PASSAGE TO READ =
━━━━━━━━

Whereas Tanzanite is actually rarer than Diamond, its price is much lower. If you consider that a fine Diamond in a 5 carat size can range from upwards of $95,000 per carat whilst a very fine 5 carat Tanzanite will be in the $780 to $1,300 range (depending on where you are buying), it gives you a good idea of the disparity.
The Tanzanite market, unlike the Diamond industry is driven purely by the laws of demand and supply. The Diamond market is closely controlled by several large players who control the supply to the market and thus the price.
WHAT IS THE LARGEST TANZANITE EVER MINED?
The largest tanzanite officially listed in the Guinness book of records and the world’s largest rough tanzanite was a 16,839 carat (3.38 kg, or 7.46 lb) stone mined by TanzaniteOne in 2005.
World's largest Tanzanite ever mined
HOW IS TANZANITE MINED?
Tanzanite, like most colored stones globally, is mostly mined by small scale "artisanal" miners. These are families or cooperative groups allocated a mining claim by the government and who collectively mine a small claim. One section of the mining area is mined by a multinational called Tanzanite One. This has caused conflict over the years and this article on "Small Scale or Large Scale Tanzanite Mining - which is more "Ethical" looks into this.

━━━━━━━━

DATASET =
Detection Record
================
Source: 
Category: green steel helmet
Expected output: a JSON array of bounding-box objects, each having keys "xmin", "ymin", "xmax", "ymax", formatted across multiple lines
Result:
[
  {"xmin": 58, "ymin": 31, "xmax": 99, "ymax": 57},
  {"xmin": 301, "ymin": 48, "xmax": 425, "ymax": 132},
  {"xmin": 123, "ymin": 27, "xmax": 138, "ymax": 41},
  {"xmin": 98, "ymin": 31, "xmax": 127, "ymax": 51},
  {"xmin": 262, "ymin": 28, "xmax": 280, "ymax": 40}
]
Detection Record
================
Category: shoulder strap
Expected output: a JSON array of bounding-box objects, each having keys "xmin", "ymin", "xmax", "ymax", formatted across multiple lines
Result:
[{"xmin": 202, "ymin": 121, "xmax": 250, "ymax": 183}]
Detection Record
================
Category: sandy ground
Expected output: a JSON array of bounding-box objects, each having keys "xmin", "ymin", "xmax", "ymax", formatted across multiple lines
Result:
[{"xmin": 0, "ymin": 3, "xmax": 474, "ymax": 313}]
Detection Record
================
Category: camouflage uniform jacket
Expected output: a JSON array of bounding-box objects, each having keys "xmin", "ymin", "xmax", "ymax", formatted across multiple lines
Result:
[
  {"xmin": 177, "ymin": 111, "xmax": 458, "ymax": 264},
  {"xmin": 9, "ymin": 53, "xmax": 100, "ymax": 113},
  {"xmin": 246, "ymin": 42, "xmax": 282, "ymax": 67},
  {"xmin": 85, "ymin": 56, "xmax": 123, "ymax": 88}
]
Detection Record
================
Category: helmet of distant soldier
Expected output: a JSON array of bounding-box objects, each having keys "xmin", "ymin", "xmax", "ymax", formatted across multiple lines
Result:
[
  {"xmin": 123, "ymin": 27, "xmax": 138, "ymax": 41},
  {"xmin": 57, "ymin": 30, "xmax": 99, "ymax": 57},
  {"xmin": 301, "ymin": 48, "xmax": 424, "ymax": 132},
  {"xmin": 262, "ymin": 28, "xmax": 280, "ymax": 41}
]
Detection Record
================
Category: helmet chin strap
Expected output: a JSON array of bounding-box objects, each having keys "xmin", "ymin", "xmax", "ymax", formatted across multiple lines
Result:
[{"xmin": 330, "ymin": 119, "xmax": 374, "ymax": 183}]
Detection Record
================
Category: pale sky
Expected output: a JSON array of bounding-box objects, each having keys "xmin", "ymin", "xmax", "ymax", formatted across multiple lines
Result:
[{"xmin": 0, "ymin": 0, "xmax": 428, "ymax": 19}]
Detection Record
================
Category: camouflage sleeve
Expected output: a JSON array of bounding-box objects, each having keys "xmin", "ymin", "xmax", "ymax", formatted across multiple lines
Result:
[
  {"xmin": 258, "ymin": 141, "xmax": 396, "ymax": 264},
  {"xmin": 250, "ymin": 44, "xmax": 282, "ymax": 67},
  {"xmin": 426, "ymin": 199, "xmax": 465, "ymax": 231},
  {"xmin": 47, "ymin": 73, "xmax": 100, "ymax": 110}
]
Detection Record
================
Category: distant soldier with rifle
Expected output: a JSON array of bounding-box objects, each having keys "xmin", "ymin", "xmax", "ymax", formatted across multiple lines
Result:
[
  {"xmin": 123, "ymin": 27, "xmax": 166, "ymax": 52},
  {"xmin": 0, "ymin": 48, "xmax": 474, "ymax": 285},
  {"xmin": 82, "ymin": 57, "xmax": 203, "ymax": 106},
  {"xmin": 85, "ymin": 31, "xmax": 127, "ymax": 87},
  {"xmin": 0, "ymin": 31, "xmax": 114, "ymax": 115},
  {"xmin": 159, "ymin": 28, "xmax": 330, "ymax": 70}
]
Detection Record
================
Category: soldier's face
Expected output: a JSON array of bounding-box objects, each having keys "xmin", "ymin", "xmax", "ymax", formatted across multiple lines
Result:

━━━━━━━━

PROBLEM REQUIREMENTS = Transcribe the tanzanite passage, everything from "WHAT IS THE" down to "IS TANZANITE MINED?".

FULL SOLUTION =
WHAT IS THE LARGEST TANZANITE EVER MINED?
The largest tanzanite officially listed in the Guinness book of records and the world’s largest rough tanzanite was a 16,839 carat (3.38 kg, or 7.46 lb) stone mined by TanzaniteOne in 2005.
World's largest Tanzanite ever mined
HOW IS TANZANITE MINED?